▸ PASSAGE TO READ

Hybrid RAG with Qdrant: multi-tenancy, custom sharding, distributed setup¶
What you'll build¶
This notebook implements a production-style Hybrid RAG on Qdrant using LlamaIndex, designed for multitenancy and scale-out via custom sharding.
- Hybrid search: dense embeddings + sparse BM25 for higher recall and precision.
- Multitenancy: isolate tenants using payload filters and shard routing.
- Custom sharding: keep each tenant local for performance and cost efficiency.
- Distributed Qdrant: multi-node setup with replication for high availability and throughput.
This notebook walks through an end to end Retrieval Augmented Generation workflow that uses Qdrant as a distributed hybrid search backend and LlamaIndex as the orchestration layer. You will build a tenant aware RAG that combines dense vectors with sparse signals, you will isolate data per tenant with filters, and you will route data and queries with a custom shard key for scale.
Install dependencies¶
About the dependencies¶
- llama-index: orchestration layer for ingestion, indexing, and retrieval.
- llama-index-vector-stores-qdrant: Qdrant integration with hybrid support.
- fastembed: lightweight CPU-friendly embedding/sparse models
%pip install -U llama-index llama-index-vector-stores-qdrant fastembed
Make sure you have a distributed Qdrant cluster up and running. Here is a compose.yaml
file:
services:
qdrant_primary:
image: "qdrant/qdrant:latest"
ports:
- "6333:6333"
environment:
QDRANT__CLUSTER__ENABLED: "true"
command: ["./qdrant", "--uri", "http://qdrant_primary:6335"]
restart: always
qdrant_secondary:
image: "qdrant/qdrant:latest"
environment:
QDRANT__CLUSTER__ENABLED: "true"
command: ["./qdrant", "--bootstrap", "http://qdrant_primary:6335"]
restart: always
Imports and global settings¶
Settings and connectivity¶
- Embeddings:
FastEmbedEmbedding('BAAI/bge-base-en-v1.5')
is a compact, high-quality baseline. - Connection:
QDRANT_URL
defaults to an HTTP endpoint; setQDRANT_API_KEY
for secured/cloud setups.

Entries from a dataset:

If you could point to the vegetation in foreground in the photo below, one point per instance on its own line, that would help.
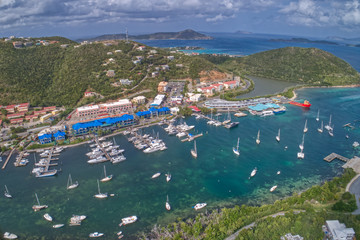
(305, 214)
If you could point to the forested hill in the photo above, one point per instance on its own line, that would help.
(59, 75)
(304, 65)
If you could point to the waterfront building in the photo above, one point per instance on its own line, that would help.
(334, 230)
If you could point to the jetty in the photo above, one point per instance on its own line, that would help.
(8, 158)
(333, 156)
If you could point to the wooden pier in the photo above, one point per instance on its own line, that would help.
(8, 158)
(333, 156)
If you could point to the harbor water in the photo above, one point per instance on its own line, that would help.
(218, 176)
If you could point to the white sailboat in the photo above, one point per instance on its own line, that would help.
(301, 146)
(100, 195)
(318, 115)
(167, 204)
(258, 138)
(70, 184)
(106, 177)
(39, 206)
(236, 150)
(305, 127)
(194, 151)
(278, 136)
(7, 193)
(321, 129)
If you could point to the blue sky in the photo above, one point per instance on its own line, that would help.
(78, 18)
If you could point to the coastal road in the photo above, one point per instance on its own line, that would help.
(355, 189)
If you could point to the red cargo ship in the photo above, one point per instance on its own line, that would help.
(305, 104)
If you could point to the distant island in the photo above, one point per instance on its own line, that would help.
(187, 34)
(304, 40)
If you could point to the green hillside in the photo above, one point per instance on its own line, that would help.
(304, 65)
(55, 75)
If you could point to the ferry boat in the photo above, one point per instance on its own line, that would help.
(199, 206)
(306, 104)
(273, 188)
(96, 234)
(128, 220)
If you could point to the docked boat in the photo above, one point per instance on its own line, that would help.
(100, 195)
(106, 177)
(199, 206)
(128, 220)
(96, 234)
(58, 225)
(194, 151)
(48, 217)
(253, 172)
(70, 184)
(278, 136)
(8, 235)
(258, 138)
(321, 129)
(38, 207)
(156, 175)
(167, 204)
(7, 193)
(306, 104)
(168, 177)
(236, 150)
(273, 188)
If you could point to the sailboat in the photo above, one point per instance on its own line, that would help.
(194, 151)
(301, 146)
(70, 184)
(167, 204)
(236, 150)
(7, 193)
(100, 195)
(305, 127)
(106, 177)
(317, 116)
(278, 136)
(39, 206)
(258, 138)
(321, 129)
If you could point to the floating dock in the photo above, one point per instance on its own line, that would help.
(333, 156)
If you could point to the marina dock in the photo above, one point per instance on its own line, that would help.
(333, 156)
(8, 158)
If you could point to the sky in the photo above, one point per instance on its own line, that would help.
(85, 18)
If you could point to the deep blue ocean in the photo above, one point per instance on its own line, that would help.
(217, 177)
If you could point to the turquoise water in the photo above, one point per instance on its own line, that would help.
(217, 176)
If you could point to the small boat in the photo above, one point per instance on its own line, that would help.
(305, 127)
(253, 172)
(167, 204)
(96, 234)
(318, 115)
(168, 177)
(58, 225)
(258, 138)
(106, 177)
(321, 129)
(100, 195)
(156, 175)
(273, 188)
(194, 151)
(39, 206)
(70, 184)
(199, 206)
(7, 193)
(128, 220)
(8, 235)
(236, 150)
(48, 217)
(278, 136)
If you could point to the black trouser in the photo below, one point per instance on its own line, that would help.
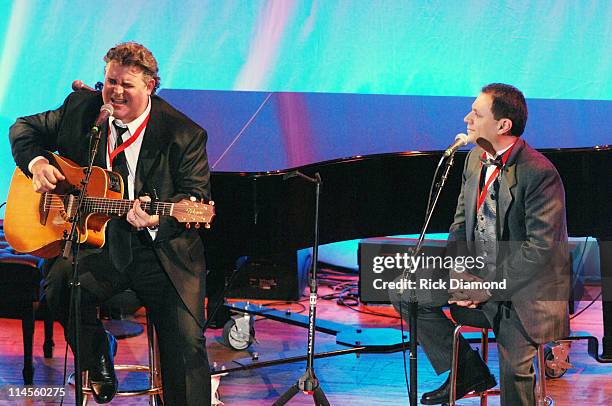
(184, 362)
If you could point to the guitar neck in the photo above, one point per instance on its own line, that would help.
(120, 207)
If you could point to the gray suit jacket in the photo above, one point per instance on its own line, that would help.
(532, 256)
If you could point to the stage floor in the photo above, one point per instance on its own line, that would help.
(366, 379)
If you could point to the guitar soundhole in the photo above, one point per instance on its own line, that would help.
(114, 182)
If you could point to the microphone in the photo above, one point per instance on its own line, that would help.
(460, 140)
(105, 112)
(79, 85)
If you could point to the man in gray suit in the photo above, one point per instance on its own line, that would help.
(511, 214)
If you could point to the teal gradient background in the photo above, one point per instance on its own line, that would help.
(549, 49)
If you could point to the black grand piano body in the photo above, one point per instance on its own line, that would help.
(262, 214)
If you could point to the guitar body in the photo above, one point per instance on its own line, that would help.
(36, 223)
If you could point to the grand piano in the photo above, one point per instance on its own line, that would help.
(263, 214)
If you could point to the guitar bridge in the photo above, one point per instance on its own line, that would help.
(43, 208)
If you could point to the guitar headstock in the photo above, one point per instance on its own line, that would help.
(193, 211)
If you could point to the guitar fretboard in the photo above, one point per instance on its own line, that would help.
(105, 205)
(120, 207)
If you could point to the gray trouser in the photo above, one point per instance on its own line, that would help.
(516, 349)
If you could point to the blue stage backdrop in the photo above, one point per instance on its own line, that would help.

▸ TO DO
1. Answer these questions about the Hybrid RAG walkthrough on Qdrant:
(a) Which embedding model is named in the settings?
(b) What role does the llama-index package serve?
(c) Which port mapping is given for the qdrant_primary service?
2. Carry the Hybrid RAG walkthrough on Qdrant further, beginning right after its final sentence.
The rows are not needed for any of the work here.

▸ EXPECTED ANSWERS
1.
(a) FastEmbedEmbedding('BAAI/bge-base-en-v1.5')
(b) It is the orchestration layer for ingestion, indexing, and retrieval.
(c) "6333:6333"

2.
import os
from qdrant_client import AsyncQdrantClient, QdrantClient
from qdrant_client import models
from llama_index.core import (
Settings,
VectorStoreIndex,
Document,
StorageContext,
)
from llama_index.vector_stores.qdrant import QdrantVectorStore
from llama_index.embeddings.fastembed import FastEmbedEmbedding
# Embeddings, small and fast
Settings.embed_model = FastEmbedEmbedding(model_name="BAAI/bge-base-en-v1.5")
# Qdrant connection, local by default, set QDRANT_URL and QDRANT_API_KEY for cloud
QDRANT_URL = os.getenv("QDRANT_URL", "http://localhost:6333")
QDRANT_API_KEY = os.getenv("QDRANT_API_KEY")
client: QdrantClient = QdrantClient(url=QDRANT_URL, api_key=QDRANT_API_KEY)
aclient: AsyncQdrantClient = AsyncQdrantClient(
url=QDRANT_URL, api_key=QDRANT_API_KEY
)
COLLECTION = "hybrid_rag_multitenant_sharding_demo"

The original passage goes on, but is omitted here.